**Action item**
Could you return each line below without altering a word?

START Entries provided

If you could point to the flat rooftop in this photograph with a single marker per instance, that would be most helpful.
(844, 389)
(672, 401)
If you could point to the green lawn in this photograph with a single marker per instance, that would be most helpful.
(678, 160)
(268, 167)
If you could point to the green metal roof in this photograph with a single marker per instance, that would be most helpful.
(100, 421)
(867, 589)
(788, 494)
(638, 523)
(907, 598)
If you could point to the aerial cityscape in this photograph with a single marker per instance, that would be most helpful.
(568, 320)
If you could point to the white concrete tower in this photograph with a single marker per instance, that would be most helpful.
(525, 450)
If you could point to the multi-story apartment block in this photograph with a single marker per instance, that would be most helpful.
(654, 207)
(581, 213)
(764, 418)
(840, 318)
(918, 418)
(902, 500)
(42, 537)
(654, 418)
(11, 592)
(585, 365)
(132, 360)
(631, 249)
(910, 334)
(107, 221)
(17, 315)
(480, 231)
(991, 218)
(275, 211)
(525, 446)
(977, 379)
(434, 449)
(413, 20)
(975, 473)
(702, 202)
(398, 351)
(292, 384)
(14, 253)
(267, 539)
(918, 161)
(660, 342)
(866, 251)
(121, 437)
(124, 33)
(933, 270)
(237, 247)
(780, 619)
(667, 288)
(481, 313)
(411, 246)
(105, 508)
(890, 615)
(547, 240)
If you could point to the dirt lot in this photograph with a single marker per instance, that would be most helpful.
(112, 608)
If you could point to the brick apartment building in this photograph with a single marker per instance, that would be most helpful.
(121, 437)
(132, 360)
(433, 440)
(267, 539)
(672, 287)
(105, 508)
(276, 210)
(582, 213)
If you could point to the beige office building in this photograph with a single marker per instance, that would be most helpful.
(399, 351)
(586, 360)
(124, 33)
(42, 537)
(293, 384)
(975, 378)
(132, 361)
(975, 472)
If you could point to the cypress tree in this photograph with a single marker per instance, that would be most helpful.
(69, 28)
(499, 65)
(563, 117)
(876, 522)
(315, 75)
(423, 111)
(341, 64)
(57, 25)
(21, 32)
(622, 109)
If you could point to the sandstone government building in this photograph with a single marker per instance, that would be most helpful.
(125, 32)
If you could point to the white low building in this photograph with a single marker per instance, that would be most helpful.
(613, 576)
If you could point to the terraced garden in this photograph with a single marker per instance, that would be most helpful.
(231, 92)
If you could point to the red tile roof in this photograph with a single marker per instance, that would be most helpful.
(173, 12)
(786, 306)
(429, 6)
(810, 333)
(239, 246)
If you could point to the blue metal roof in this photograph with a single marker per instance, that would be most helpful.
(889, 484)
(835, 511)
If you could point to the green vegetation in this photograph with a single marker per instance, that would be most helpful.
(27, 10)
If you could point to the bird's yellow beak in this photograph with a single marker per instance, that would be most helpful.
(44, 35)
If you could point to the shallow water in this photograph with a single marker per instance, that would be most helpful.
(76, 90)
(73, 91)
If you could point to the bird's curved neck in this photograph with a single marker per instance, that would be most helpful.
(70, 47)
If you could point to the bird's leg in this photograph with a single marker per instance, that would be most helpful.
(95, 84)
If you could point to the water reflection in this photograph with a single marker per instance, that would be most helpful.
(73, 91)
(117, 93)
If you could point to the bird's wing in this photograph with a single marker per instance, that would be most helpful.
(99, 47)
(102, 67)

END Entries provided

**Exercise answer**
If you could point to the flat rooftop in this photograph with a single marker per instance, that would be most helpful.
(844, 389)
(672, 401)
If you could point to the green lawn in this photograph with a single marker per instance, that would be most helpful.
(678, 160)
(268, 167)
If you could point to the green metal roof in this photograph with a single marker per instance, that would be most helpful.
(100, 421)
(867, 589)
(788, 494)
(638, 523)
(907, 598)
If you could point to the aerial cityscape in this photograph with a single marker per instance, that would be most helpful.
(568, 320)
If you could point to the white concrete tower in this photograph with a single marker per instance, that would be most helpful.
(525, 450)
If you could point to the multi-story apartment block in this photograph with a single marker per instance, that would be most helpful.
(654, 207)
(581, 213)
(764, 418)
(840, 318)
(918, 418)
(902, 500)
(42, 537)
(654, 418)
(11, 592)
(585, 365)
(132, 360)
(631, 249)
(910, 334)
(107, 221)
(17, 315)
(480, 231)
(991, 218)
(275, 211)
(525, 446)
(977, 379)
(434, 449)
(413, 20)
(975, 473)
(702, 202)
(398, 351)
(292, 384)
(14, 253)
(267, 539)
(918, 161)
(660, 342)
(866, 251)
(121, 437)
(124, 33)
(933, 270)
(237, 247)
(780, 619)
(667, 288)
(481, 313)
(411, 246)
(105, 508)
(890, 615)
(547, 240)
If you could point to the dirt lot in this photograph with a single marker per instance, that would be most helpful.
(112, 608)
If you could point to the brick apartment building in this photograph with a single marker per instance, that would be most helpful.
(121, 437)
(132, 360)
(433, 440)
(267, 539)
(672, 287)
(105, 508)
(276, 210)
(582, 213)
If you could point to the beige office building in this photograph with a single marker per instance, that would be most helpful.
(399, 351)
(586, 360)
(124, 33)
(42, 537)
(293, 384)
(975, 378)
(132, 361)
(975, 472)
If you could point to the cypress tree in this photograph with a single marker per instance, that would be most helpful.
(69, 28)
(499, 65)
(563, 117)
(876, 522)
(315, 75)
(423, 111)
(341, 64)
(57, 25)
(21, 32)
(622, 109)
If you could point to the sandstone government building in this photograph with a single marker per instance, that would be most helpful.
(125, 32)
If you could point to the white low building in this photograph with a single marker per instance, that would be most helpful.
(613, 576)
If you could point to the terraced garden in this photograph with a single marker per instance, that would be most helpful.
(231, 92)
If you could point to the red tile roof in this photograph with a single marker per instance, that would be most helpful.
(173, 12)
(786, 306)
(429, 6)
(810, 333)
(239, 246)
If you could point to the blue metal roof in this photograph with a single marker per instance, that would be most helpful.
(889, 484)
(835, 511)
If you could point to the green vegetation in this photograph with a single marker per instance, that would be most helpful.
(27, 10)
If you could point to the bird's yellow beak in this photograph with a single marker per instance, that would be most helpful.
(44, 35)
If you could point to the shallow water in this photograph with a single marker per instance, that would be most helpful.
(76, 90)
(73, 91)
If you could point to the bird's curved neck in this photograph with a single marker per instance, that would be most helpful.
(70, 47)
If you could point to the bird's leg in this photograph with a single marker per instance, that would be most helpful.
(95, 84)
If you could point to the water reflection in this photograph with a single marker per instance, that would be most helpful.
(73, 91)
(117, 93)
If you could point to the bird's wing in this photograph with a single marker per instance, that would be most helpful.
(99, 47)
(102, 67)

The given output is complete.